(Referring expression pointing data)
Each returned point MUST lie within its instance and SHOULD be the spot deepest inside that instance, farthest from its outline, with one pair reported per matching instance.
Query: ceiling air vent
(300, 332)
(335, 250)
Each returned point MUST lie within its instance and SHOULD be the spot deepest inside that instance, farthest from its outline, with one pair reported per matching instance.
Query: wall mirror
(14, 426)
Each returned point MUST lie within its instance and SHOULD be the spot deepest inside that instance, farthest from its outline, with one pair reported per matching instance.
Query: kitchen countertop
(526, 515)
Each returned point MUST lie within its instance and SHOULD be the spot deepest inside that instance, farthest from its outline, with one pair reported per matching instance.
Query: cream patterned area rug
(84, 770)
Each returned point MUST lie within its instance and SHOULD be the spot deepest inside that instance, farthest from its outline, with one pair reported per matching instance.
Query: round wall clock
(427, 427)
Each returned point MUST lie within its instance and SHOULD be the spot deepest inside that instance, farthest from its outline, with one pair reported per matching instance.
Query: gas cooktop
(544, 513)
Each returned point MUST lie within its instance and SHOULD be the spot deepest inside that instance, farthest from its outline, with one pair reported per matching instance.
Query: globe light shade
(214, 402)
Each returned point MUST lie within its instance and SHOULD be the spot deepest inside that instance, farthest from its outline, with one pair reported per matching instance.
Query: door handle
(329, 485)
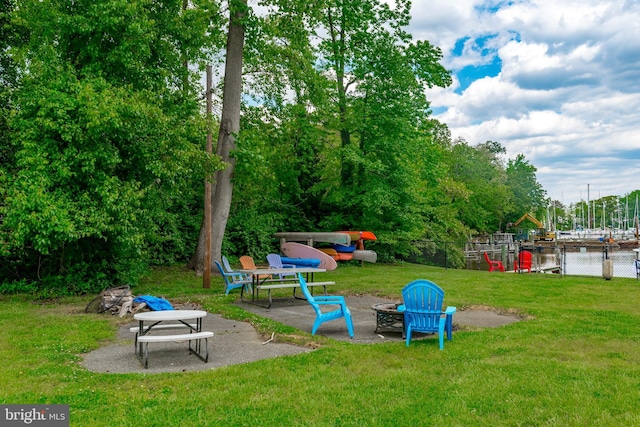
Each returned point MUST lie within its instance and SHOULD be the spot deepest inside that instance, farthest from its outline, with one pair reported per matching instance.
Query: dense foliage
(102, 151)
(107, 137)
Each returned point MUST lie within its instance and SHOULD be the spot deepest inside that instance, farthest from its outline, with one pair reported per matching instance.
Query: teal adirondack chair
(324, 300)
(422, 310)
(232, 280)
(237, 276)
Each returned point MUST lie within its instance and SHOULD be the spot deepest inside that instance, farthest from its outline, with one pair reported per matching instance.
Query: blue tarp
(154, 303)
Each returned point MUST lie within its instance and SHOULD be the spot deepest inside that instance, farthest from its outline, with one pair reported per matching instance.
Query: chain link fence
(598, 259)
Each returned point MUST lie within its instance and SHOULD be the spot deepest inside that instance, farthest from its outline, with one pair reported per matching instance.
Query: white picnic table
(170, 319)
(265, 279)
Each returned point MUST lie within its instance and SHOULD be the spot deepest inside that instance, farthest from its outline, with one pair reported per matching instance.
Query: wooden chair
(422, 308)
(493, 265)
(324, 300)
(523, 262)
(232, 280)
(249, 264)
(275, 261)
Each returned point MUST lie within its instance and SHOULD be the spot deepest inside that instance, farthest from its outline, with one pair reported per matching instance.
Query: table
(388, 318)
(156, 320)
(263, 278)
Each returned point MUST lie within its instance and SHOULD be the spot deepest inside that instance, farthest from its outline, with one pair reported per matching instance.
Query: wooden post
(206, 276)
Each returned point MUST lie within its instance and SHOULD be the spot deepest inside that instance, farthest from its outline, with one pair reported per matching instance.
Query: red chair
(523, 262)
(494, 265)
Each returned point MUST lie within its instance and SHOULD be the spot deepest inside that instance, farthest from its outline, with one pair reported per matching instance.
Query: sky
(555, 80)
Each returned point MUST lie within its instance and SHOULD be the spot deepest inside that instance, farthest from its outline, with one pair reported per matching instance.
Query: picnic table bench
(264, 279)
(178, 320)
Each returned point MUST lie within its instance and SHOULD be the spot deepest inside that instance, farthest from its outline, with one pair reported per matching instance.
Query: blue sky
(557, 81)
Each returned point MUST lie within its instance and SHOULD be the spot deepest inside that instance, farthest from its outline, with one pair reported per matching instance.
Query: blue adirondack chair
(317, 301)
(231, 280)
(422, 310)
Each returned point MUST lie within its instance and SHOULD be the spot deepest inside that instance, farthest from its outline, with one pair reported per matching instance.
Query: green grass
(573, 361)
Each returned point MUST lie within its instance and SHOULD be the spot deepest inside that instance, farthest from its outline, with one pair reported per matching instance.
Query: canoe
(360, 235)
(301, 262)
(315, 237)
(298, 250)
(344, 249)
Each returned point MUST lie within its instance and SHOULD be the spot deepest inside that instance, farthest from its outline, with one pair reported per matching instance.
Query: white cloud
(567, 96)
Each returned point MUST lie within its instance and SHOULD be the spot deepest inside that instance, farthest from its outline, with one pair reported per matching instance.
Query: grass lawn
(573, 361)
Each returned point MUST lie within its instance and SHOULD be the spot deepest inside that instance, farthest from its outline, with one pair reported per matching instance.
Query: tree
(107, 136)
(481, 171)
(528, 194)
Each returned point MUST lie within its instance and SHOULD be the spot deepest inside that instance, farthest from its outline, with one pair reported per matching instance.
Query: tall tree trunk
(229, 125)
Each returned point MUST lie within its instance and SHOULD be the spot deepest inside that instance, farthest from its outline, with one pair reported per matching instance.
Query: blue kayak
(301, 262)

## [WHAT TO DO]
Word for word, repeat each line of the records, and leave every image out.

## [TASK OUTPUT]
Each returned point MUST lie within its instance and SHOULD be the spot deepest inside that instance, farthest from its outline, with one pair reported per matching instance.
Query: ceiling air vent
(300, 332)
(335, 250)
Each returned point MUST lie within its instance and SHOULD be the spot deepest inside that instance, farthest from its outline, with one pair reported per matching instance.
Query: wall mirror
(14, 426)
Each returned point MUST lie within its instance and SHOULD be the spot deepest inside that instance, farthest from its outline, with one pair reported per matching instance.
Query: kitchen countertop
(526, 515)
Each returned point MUST lie within its instance and SHOULD be the spot deepest inside that instance, farthest from its outline, with one pair reported per matching instance.
Query: cream patterned area rug
(84, 770)
Each returned point MUST lie within its instance and SHOULD be the spot deepest inside that instance, farthest from its outline, with one pair reported per matching instance.
Query: round wall clock
(427, 427)
Each returned point MUST lie within its instance and SHOULD be the spot deepest inside that instance, farthest from its outline, with one pair reported per matching instance.
Query: gas cooktop
(544, 513)
Each returned point MUST lie within its instance and SHOULD be the spot deepest inside that instance, farthest from its outline, with one pair reported per matching instance.
Query: globe light shade
(214, 402)
Each returned point MUST lie within its instance and SHOULD be the spot deepest inside that instance, farthest from its outline, with one pair reported per matching instance.
Query: door handle
(329, 485)
Each returned point MUST lie within its instance and SHOULD be the spot deepest inside that instance, farthest from its outline, with one pair reported per matching instance.
Query: dense foliage
(102, 151)
(107, 137)
Each returned point MUST lie within its instance and SHOULD be the spot deepest inside that instance, farthest from its outline, with one pair reported per matching instance.
Query: teal adirondack chair
(324, 300)
(422, 310)
(232, 280)
(237, 276)
Each returned point MUST lie within its instance and SHOULD be the spot deepest inside that instance, farthest from its outline, with one pair reported per matching instance.
Query: blue tarp
(154, 303)
Each returned point MUST lie within its instance and SHOULD be the spot deepest inside that instance, farthest from its outline, with one pair reported per matching instance.
Query: chain link fence
(598, 259)
Each returned point MUST lie within its instance and SHOULD be the spot deepest inside that instance, farthest from its outline, with one pair reported per matching instance.
Query: white picnic table
(170, 319)
(265, 279)
Each returned point MUST lie within its instance and SHOULD be the spot deepest inside that instance, farthest from its outline, with one pair reported per matching instance.
Query: wooden chair
(422, 308)
(493, 265)
(324, 300)
(523, 262)
(232, 280)
(249, 264)
(275, 261)
Each returned point MUST lie within its instance and SHOULD be the spot deepest inside that instance, farthest from its outline, with one pair reported per matching instance.
Query: table
(388, 318)
(156, 320)
(263, 278)
Each returned point MUST lie within its instance and SHOULD be the spot deepest inside that instance, farthest from its outline, with one pair reported per matching instance.
Query: wooden post
(206, 276)
Each returned point MUST lie within its instance and SHOULD be the spot deepest inside that instance, farthest from its outline, with one pair reported per matching instance.
Query: red chair
(523, 262)
(494, 265)
Each returned point MUST lie within its instance and SHOULD be the spot deepest inside that instance, farthest from its outline, with one pair reported per matching instance.
Query: sky
(555, 80)
Each returned point MUST lie within its instance and SHOULD be the spot deepest inside that instance, farthest from its outline, with one pair reported per matching instance.
Query: picnic table bench
(264, 279)
(178, 320)
Each returned point MUST lie within its instance and SHOULD be the spot deepest inside that instance, farthest from its outline, with one pair reported per matching instance.
Query: blue sky
(557, 81)
Each returned point MUST lie within its instance and SHOULD be the spot deepest inside that instance, farthest from its outline, with one pair reported per matching instance.
Query: blue adirondack chair
(317, 301)
(231, 280)
(422, 310)
Each returned point MUST lie within its instance and SHOULD be the spot deepest inside that instance, farthest from its outline, with one pair reported per matching instance.
Query: green grass
(573, 361)
Each returned point MUST lie within its instance and SHOULD be the spot deepest inside that instance, farthest from its outline, with one pair reported per matching instance.
Query: canoe
(360, 235)
(301, 262)
(315, 237)
(298, 250)
(344, 249)
Each returned point MUST lie within its instance and SHOULD be the spot deepest inside that instance, farthest from its outline, with one pair reported per matching instance.
Query: white cloud
(567, 96)
Each returned point MUST lie within its instance and SHOULD be the spot deepest inside that instance, farthest from its outline, with one pair reported per matching instance.
Query: grass lawn
(573, 361)
Each returned point MUST lie within its instance and SHOULD be the spot deepest inside that instance, farthest from its outline, with one pair reported per matching instance.
Query: tree
(107, 136)
(481, 171)
(528, 194)
Each returned point MUST lie within its instance and SHOULD be the spot deepest inside that instance, farthest from its outline, with one pair reported per matching instance.
Query: tall tree trunk
(229, 125)
Each returned point MUST lie within its instance and SHOULD be the spot deepest inside that instance, farthest from its outline, with one pair reported per matching instance.
Query: blue kayak
(301, 262)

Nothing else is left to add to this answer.